In the bar reading suggestions below, list every writer named in the first post, the one by felix betachat.

-- Begin Source passage --

Best answer: hey dersins, why not poetry? I read my way through most of Czesław Miłosz and into Robert Haas and W.S. Merwin while nursing my whiskey at the bar.

Also highly recommended bar poetry: James Wright, Theodore Roethke and John Ashbery.
posted by felix betachat at 4:07 PM on September 27, 2006


Best answer: Will Self
posted by I Foody at 4:16 PM on September 27, 2006


Best answer: Bill Drummond.
posted by gergtreble at 4:21 PM on September 27, 2006


Best answer: Hangover Square by Peter Hamilton
posted by Razzle Bathbone at 4:38 PM on September 27, 2006


Best answer: You could do worse than reading "Journey by Moonlight" by Antal Szerb, if you can snag a copy.
posted by wandering steve at 5:29 PM on September 27, 2006


Best answer: Murakami. The surreal adventures he takes you through, which might very well be in a bar, will make for quite the experience.
posted by Lockeownzj00 at 5:32 PM on September 27, 2006


Best answer: Louis-Ferdinand Céline
posted by skwm at 6:22 PM on September 27, 2006


Best answer: J.R. Moehringer - The Tender Bar
posted by govtrust at 6:43 PM on September 27, 2006


Best answer: Anything by Ross Macdonald. It's a cut above most detective fiction, and is concerned with vice, excess, and dissolution.
posted by black bile at 6:48 PM on September 27, 2006


Best answer: There's a school of thought that says Gunter Grass should only be read in smoky bars. I dunno about that, but his 1986 collection of stories, The Rat, might qualify as bar literature. I liked it.
First Sentence:
CHAPTER ONE, in which a wish comes true, there is no room for rats in Noah's ark, nothing is left of man but garbage, a ship changes its name frequently, the saurians die out, an old friend turns up, a postcard brings an invitation to Poland, the upright posture is practiced, and knitting needles click vigorously.
posted by paulsc at 6:58 PM on September 27, 2006


Best answer: A Confederacy of Dunces.
posted by radioamy at 8:30 PM on September 27, 2006 [1 favorite]


Moby Dick.
posted by ikkyu2 at 8:46 PM on September 27, 2006


oh, good call. I second moby dick.

as far as günther grass is concerned - he has his place but I think a wide field of corn is much more appropriate.

-- End Source passage --
-- Begin Raw data --

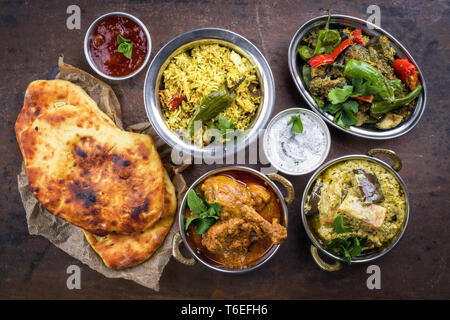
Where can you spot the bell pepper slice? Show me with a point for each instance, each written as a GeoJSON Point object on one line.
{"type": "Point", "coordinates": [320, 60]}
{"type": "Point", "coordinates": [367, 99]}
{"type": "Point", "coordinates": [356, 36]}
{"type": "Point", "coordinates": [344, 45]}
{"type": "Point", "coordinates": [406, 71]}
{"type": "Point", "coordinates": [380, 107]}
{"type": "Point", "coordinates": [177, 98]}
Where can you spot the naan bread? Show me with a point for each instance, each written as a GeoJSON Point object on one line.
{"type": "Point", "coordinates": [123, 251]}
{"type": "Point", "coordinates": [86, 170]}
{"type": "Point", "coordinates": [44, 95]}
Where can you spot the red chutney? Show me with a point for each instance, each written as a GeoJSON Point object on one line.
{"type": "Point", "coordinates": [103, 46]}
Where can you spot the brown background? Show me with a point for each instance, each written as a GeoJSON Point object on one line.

-- End Raw data --
-- Begin Raw data --

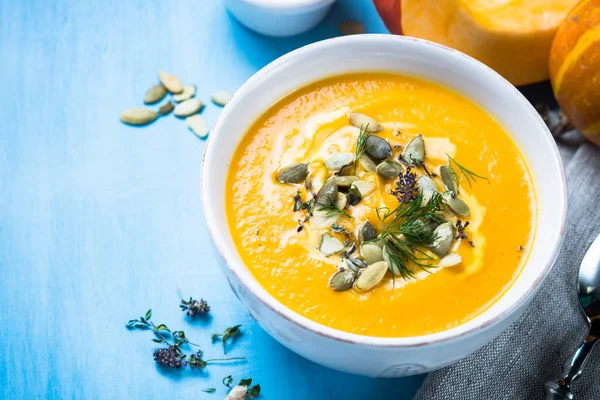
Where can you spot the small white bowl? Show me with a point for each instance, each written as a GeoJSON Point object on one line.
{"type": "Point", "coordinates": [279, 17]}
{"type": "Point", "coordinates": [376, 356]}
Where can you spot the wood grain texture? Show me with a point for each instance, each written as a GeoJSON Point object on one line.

-- End Raw data --
-- Begin Raw data --

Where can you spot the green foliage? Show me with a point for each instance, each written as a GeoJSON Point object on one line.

-- End Raw data --

◆ Correct answer ◆
Czesław Miłosz, Robert Haas, W.S. Merwin, James Wright, Theodore Roethke, John Ashbery